• [Work instructions] Write the next part of the notebook walkthrough on storing embeddings in a Chroma vector database, starting right after its final line.

• [Passage given]
Create embeddings for each chunk and insert into the Chroma vector database. The `persist_directory` argument tells ChromaDB where to store the database when it's persisted. 

In [9]:
# Embed and store the texts
# Supplying a persist_directory will store the embeddings on disk
persist_directory = 'ChromaDB'
model_name = "sentence-transformers/all-mpnet-base-v2"
embedding = HuggingFaceEndpointEmbeddings(model=model_name)
vectordb = Chroma.from_documents(documents=texts[0:30], embedding=embedding, persist_directory=persist_directory)

In [None]:
vectordb.similarity_search("How can we react?")


In [None]:
vectordb.max_marginal_relevance_search("How can we react?")

In [None]:
vectordb.add_documents(texts[31:2])

• [Given data]
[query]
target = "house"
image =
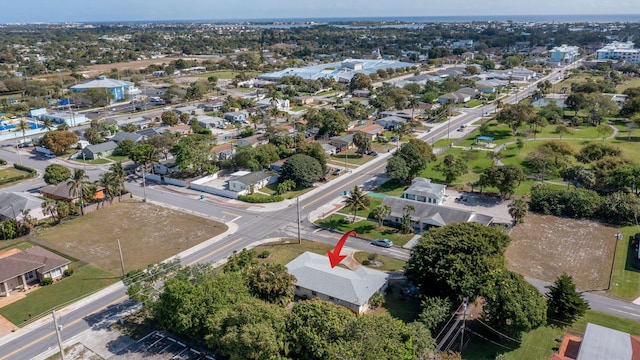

• [Output of the task]
### Max tokens by vector

In [None]:
from sentence_transformers import SentenceTransformer
embeding_model : SentenceTransformer = SentenceTransformer(model_name)


In [None]:
embeding_model.get_max_seq_length()

In [None]:
embeding_model.tokenizer

In [16]:
from transformers import MPNetTokenizer

tokenizer = MPNetTokenizer.from_pretrained(model_name)

In [None]:
tokens=tokenizer.tokenize(texts[0].page_content)
print(len(tokens),tokens[:30])